Exercise brief => Your answer must be every line of the data below that holds the string "rough", copied exactly.

Data records =>
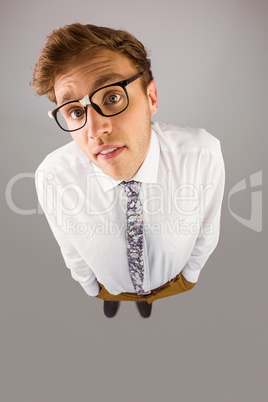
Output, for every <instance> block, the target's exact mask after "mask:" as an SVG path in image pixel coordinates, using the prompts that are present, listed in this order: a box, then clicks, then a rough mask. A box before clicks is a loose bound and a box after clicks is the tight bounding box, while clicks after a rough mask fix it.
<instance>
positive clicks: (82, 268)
mask: <svg viewBox="0 0 268 402" xmlns="http://www.w3.org/2000/svg"><path fill="white" fill-rule="evenodd" d="M40 177H41V176H40V175H38V171H37V172H36V180H35V183H36V190H37V195H38V200H39V203H40V205H41V207H42V209H43V211H44V213H45V216H46V218H47V221H48V223H49V225H50V228H51V230H52V232H53V234H54V236H55V238H56V240H57V242H58V245H59V247H60V250H61V253H62V256H63V259H64V261H65V264H66V266H67V268H69V269H70V271H71V275H72V278H73V279H74V280H76V281H78V282H79V283H80V285H81V286H82V287H83V289H84V290H85V292H86V293H87V294H88V295H89V296H97V295H98V294H99V284H98V282H97V279H96V276H95V274H94V272H93V271H92V270H91V269H90V268H89V266H88V265H87V264H86V262H85V261H84V260H83V258H82V257H81V256H80V255H79V253H78V252H77V250H76V249H75V247H74V246H73V244H72V242H71V240H70V238H69V236H68V235H67V234H66V233H65V232H64V230H63V228H62V227H61V226H60V225H59V224H58V222H57V217H56V216H55V214H54V210H55V208H54V205H53V195H54V193H53V186H51V183H50V186H47V187H46V184H45V183H44V182H42V181H41V180H40Z"/></svg>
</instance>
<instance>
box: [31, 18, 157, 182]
mask: <svg viewBox="0 0 268 402" xmlns="http://www.w3.org/2000/svg"><path fill="white" fill-rule="evenodd" d="M137 74H141V76H140V77H138V78H137V79H135V80H134V81H133V82H131V83H129V84H127V87H126V88H125V89H126V91H127V96H128V98H129V105H128V107H127V108H126V109H125V110H124V111H123V112H122V113H121V114H118V115H115V116H108V117H107V116H103V115H101V114H100V113H98V112H97V111H96V110H95V109H96V108H95V109H94V108H93V107H91V105H89V106H86V112H87V122H86V124H85V126H84V127H83V128H81V129H79V130H78V131H74V132H71V135H72V137H73V139H74V141H75V142H76V143H77V145H78V146H79V147H80V149H81V150H82V151H83V152H84V153H85V154H86V155H87V156H88V157H89V159H90V160H91V161H92V162H93V163H94V164H95V165H96V166H98V167H99V168H100V169H101V170H102V171H103V172H104V173H106V174H107V175H108V176H110V177H112V178H114V179H117V180H121V179H125V180H127V179H130V178H132V177H133V176H134V174H135V173H136V172H137V170H138V169H139V167H140V166H141V164H142V163H143V161H144V159H145V157H146V155H147V152H148V149H149V145H150V137H151V115H153V114H154V113H155V112H156V110H157V92H156V88H155V83H154V82H153V81H152V79H153V77H152V72H151V68H150V60H149V59H148V58H147V54H146V51H145V49H144V46H143V45H142V44H141V43H140V42H139V41H138V40H137V39H136V38H134V37H133V36H132V35H130V34H129V33H127V32H125V31H118V30H113V29H110V28H102V27H96V26H93V25H81V24H72V25H69V26H66V27H63V28H60V29H59V30H57V31H54V32H52V34H51V35H49V37H48V41H47V43H46V45H45V47H44V49H43V50H42V52H41V54H40V56H39V58H38V62H37V64H36V67H35V70H34V78H33V83H32V86H33V87H34V88H35V90H36V92H37V94H39V95H44V94H47V95H48V97H49V99H50V100H51V101H53V102H55V103H57V105H58V106H61V105H62V104H65V103H66V102H68V101H74V100H81V99H83V98H84V97H85V96H86V95H89V96H90V95H91V94H93V93H94V92H95V91H97V90H98V89H99V88H100V87H103V86H106V85H112V84H114V83H116V82H118V81H124V80H128V79H129V78H131V77H133V76H136V75H137ZM100 93H102V91H101V92H100ZM114 95H116V96H114ZM116 99H118V100H119V102H121V101H122V100H120V96H118V95H117V94H114V93H113V94H112V97H110V95H109V100H108V101H109V102H111V101H112V102H114V101H115V100H116ZM105 102H106V100H105ZM70 105H71V106H72V105H73V104H72V103H71V104H70ZM68 113H71V116H72V118H73V117H74V118H75V119H77V116H78V114H79V113H80V111H79V110H78V111H77V109H75V110H73V109H72V110H70V112H68ZM77 113H78V114H77ZM111 150H112V151H111Z"/></svg>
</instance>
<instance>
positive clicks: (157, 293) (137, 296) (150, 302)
mask: <svg viewBox="0 0 268 402" xmlns="http://www.w3.org/2000/svg"><path fill="white" fill-rule="evenodd" d="M99 285H100V292H99V294H98V296H96V297H97V298H99V299H103V300H109V301H147V302H148V303H149V304H151V303H152V302H154V301H155V300H157V299H161V298H163V297H169V296H173V295H176V294H178V293H182V292H186V291H187V290H190V289H192V288H193V287H194V286H195V283H192V282H188V281H187V280H186V279H185V278H184V276H183V275H182V274H181V273H180V274H179V275H177V276H176V277H175V278H174V279H172V280H171V281H170V282H168V285H169V286H166V287H165V288H164V289H163V290H160V291H158V292H156V294H153V291H152V294H150V295H147V296H138V295H136V294H135V293H133V294H132V293H120V294H119V295H112V294H111V293H109V292H108V290H107V289H105V287H104V286H103V285H102V284H101V283H99Z"/></svg>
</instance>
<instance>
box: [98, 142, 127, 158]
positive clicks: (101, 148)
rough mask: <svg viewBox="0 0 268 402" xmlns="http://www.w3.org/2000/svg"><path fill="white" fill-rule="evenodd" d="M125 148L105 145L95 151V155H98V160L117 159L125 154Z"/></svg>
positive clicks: (113, 145) (123, 147) (110, 145)
mask: <svg viewBox="0 0 268 402" xmlns="http://www.w3.org/2000/svg"><path fill="white" fill-rule="evenodd" d="M124 149H125V147H122V146H115V145H112V146H111V145H103V146H101V147H98V148H97V149H96V150H95V153H96V155H97V158H99V159H101V160H107V159H111V158H115V157H116V156H117V155H119V154H121V152H123V151H124Z"/></svg>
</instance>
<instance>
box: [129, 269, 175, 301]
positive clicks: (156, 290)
mask: <svg viewBox="0 0 268 402" xmlns="http://www.w3.org/2000/svg"><path fill="white" fill-rule="evenodd" d="M180 275H181V273H179V274H178V275H177V276H175V278H173V279H171V281H169V282H167V283H165V284H164V285H162V286H159V287H158V288H156V289H153V290H149V292H146V293H139V294H138V293H127V292H124V294H125V295H130V296H139V297H142V298H149V297H150V296H152V295H156V294H157V293H159V292H161V291H162V290H164V289H167V288H169V286H170V285H171V282H173V283H175V282H177V280H178V279H179V276H180Z"/></svg>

Finished exercise =>
Output, for every <instance> block, the target's exact mask after "mask:" as an SVG path in image pixel coordinates, using the prompts that are present, listed in this order: a box, then clicks, then a rough mask. A box before clicks is a loose bound and a box after clicks is the tight bounding box, while clicks after a rough mask fix it.
rough mask: <svg viewBox="0 0 268 402" xmlns="http://www.w3.org/2000/svg"><path fill="white" fill-rule="evenodd" d="M125 148L105 145L95 151V155H98V160L117 159L125 154Z"/></svg>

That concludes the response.